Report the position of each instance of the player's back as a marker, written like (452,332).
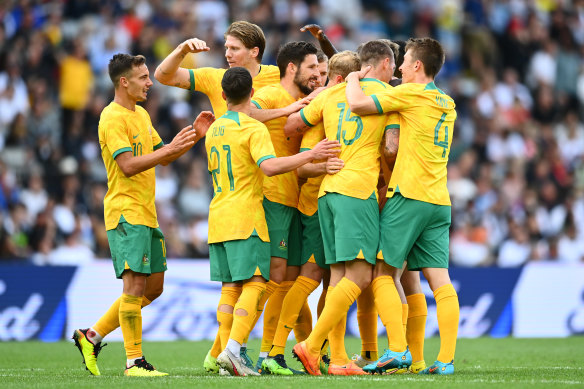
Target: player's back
(360,138)
(208,81)
(427,122)
(236,144)
(283,188)
(122,130)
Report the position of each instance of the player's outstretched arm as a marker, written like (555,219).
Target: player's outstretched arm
(265,115)
(169,72)
(325,45)
(295,126)
(323,150)
(359,102)
(391,146)
(131,165)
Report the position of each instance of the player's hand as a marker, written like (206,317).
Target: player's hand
(326,149)
(194,45)
(297,106)
(314,29)
(360,74)
(315,92)
(202,123)
(185,139)
(382,197)
(334,165)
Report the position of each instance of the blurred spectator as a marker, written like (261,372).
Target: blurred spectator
(515,69)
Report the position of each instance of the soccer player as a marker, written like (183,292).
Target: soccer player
(244,46)
(131,148)
(347,204)
(239,152)
(416,218)
(312,260)
(299,74)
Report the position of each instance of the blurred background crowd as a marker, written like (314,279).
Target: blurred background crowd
(514,68)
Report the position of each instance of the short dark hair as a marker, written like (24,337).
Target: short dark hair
(122,64)
(294,52)
(237,84)
(428,51)
(374,51)
(251,35)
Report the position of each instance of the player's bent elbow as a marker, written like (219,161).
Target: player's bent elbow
(268,168)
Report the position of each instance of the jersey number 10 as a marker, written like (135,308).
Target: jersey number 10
(215,172)
(441,143)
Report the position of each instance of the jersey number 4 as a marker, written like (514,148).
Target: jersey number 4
(441,143)
(215,172)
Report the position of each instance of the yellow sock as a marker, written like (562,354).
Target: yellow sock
(271,287)
(388,305)
(131,322)
(321,300)
(416,328)
(367,319)
(291,306)
(303,326)
(336,306)
(243,312)
(272,314)
(336,338)
(448,312)
(111,319)
(229,296)
(405,317)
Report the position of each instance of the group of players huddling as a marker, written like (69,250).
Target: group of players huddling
(309,187)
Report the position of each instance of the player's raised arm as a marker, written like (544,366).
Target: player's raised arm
(265,115)
(323,150)
(131,165)
(359,102)
(325,44)
(169,71)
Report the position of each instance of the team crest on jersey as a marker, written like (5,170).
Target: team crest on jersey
(283,245)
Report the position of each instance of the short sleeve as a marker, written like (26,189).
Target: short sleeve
(206,80)
(312,137)
(392,121)
(393,99)
(116,137)
(312,113)
(156,139)
(260,144)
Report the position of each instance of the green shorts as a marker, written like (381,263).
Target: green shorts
(312,247)
(415,231)
(349,226)
(239,260)
(285,231)
(138,248)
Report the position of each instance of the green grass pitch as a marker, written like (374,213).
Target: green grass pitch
(483,362)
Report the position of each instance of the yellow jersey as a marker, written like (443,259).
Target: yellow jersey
(360,139)
(236,146)
(208,81)
(121,130)
(427,119)
(283,188)
(308,199)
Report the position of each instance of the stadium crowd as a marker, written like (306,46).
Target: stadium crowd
(515,69)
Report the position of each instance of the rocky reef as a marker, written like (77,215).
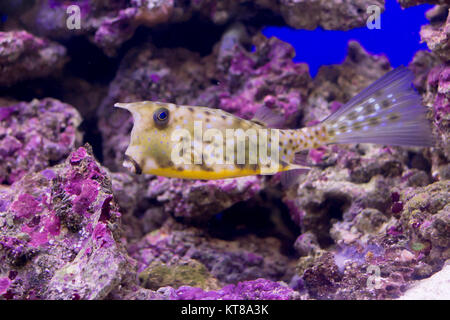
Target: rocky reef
(366,222)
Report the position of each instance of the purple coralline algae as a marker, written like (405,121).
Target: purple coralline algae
(24,56)
(366,222)
(59,233)
(35,135)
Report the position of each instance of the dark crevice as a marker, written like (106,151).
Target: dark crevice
(89,62)
(258,216)
(92,135)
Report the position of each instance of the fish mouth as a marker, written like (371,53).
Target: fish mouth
(132,165)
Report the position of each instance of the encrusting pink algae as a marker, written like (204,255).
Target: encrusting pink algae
(76,225)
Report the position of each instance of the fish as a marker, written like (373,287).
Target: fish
(196,142)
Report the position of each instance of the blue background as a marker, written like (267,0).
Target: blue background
(398,38)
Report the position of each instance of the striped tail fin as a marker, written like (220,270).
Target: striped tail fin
(388,112)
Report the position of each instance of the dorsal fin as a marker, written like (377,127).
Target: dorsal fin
(268,118)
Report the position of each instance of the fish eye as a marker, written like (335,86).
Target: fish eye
(161,117)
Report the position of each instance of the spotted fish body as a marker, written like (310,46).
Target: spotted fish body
(387,112)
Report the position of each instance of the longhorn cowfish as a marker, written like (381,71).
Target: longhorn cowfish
(388,112)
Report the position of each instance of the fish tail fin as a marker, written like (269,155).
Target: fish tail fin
(388,112)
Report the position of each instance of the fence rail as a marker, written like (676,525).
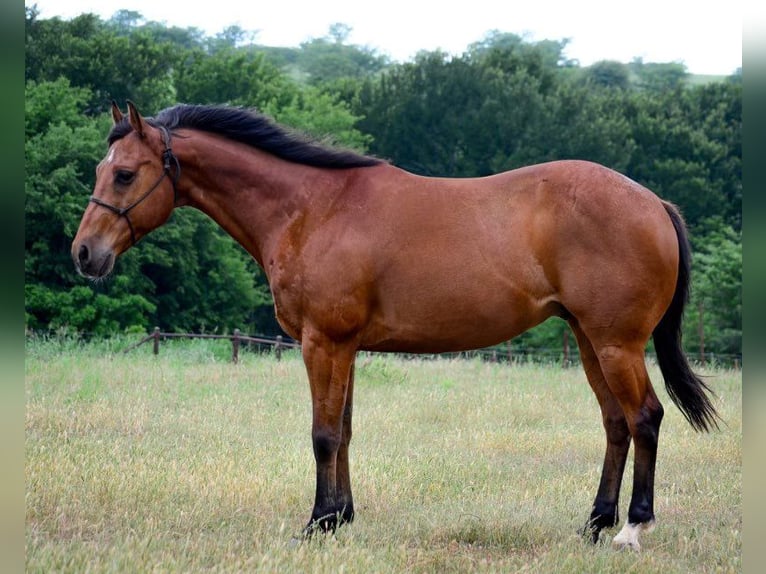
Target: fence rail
(501,353)
(237,338)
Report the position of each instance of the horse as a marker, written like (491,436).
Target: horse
(362,255)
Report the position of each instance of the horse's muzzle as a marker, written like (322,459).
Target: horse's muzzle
(91,261)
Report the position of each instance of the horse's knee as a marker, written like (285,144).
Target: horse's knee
(616,428)
(326,444)
(646,425)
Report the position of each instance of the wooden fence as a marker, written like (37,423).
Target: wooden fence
(237,338)
(565,356)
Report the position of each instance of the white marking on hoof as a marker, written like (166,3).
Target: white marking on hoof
(628,536)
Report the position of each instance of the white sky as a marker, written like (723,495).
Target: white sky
(704,35)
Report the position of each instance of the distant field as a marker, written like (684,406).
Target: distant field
(187,463)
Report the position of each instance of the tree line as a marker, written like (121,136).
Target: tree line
(504,103)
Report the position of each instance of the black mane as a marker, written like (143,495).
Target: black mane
(254,129)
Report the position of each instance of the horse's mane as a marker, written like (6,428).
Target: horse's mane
(254,129)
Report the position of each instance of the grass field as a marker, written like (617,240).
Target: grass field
(187,463)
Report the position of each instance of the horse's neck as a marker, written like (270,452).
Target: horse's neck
(253,196)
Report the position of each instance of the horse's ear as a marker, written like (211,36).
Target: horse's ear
(135,119)
(116,113)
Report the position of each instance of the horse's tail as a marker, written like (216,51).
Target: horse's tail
(685,388)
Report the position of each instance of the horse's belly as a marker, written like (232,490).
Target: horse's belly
(455,322)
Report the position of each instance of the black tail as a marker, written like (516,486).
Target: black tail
(685,388)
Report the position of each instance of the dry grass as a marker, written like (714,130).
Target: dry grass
(187,463)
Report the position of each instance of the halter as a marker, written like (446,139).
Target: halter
(169,160)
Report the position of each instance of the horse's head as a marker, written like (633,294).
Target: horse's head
(134,193)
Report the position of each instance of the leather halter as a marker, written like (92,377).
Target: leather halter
(169,161)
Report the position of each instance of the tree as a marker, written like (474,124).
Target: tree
(714,319)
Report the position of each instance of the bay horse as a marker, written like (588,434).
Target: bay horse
(361,255)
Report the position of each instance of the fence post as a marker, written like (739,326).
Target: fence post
(235,347)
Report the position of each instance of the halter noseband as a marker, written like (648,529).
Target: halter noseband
(169,161)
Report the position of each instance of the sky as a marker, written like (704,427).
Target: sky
(703,35)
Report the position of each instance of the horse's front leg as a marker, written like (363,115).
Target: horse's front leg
(330,370)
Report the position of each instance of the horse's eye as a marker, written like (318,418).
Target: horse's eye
(124,177)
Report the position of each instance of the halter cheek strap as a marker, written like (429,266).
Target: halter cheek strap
(170,161)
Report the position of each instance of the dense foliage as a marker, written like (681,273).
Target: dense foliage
(504,103)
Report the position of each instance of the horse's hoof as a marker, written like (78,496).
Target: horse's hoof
(627,538)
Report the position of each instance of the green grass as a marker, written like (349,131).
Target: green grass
(187,463)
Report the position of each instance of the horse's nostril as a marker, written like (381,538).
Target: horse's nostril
(83,255)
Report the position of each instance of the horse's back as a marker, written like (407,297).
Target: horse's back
(432,264)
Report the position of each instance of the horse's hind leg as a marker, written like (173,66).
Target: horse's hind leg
(604,513)
(625,372)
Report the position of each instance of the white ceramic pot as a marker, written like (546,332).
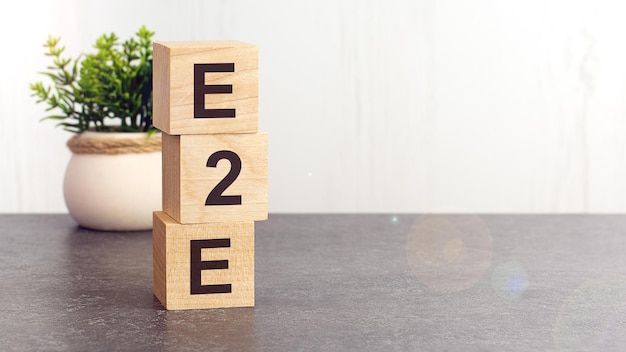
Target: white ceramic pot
(115,192)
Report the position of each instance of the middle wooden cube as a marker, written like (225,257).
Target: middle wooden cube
(215,178)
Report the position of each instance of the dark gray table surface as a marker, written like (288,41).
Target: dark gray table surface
(330,282)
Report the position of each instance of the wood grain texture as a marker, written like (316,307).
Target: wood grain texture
(174,86)
(187,181)
(171,263)
(424,106)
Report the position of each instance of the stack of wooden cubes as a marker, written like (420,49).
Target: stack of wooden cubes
(214,173)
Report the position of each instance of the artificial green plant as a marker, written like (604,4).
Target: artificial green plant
(106,91)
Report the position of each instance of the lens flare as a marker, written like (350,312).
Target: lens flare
(449,253)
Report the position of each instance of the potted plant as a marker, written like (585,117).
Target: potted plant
(113,180)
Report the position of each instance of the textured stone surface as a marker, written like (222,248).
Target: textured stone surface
(330,282)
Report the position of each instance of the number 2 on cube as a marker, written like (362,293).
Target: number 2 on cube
(216,197)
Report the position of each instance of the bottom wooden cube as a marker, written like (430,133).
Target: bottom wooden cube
(209,265)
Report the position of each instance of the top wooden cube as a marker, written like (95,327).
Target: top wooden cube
(205,87)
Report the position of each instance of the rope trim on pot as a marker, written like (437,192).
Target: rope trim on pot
(80,145)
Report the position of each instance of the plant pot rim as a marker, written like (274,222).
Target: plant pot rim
(109,143)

◇ ◇ ◇ ◇ ◇

TASK OBJECTIVE: Reproduce only the lines running from the one with "Report the position of each instance of the number" through the final line of the listing above, both ends included.

RESPONSE TO THE EXERCISE:
Report the position of each instance of the number 2 on cube as a marker, written like (362,293).
Target: number 2 on cube
(216,197)
Report the position of each instance of the bottom wooden cube as a marker, written like (430,133).
Target: bottom wooden cube
(209,265)
Report the position of each instance of the top wooden cube as a marker, written like (95,327).
Target: top wooden cube
(205,87)
Report the position of each instance of the rope trim on pot as a marker, written like (437,192).
Target: rope trim on pot
(80,145)
Report the position of each instance of the plant pot rim as a marker, written like (274,222).
Target: plant pot rim
(109,143)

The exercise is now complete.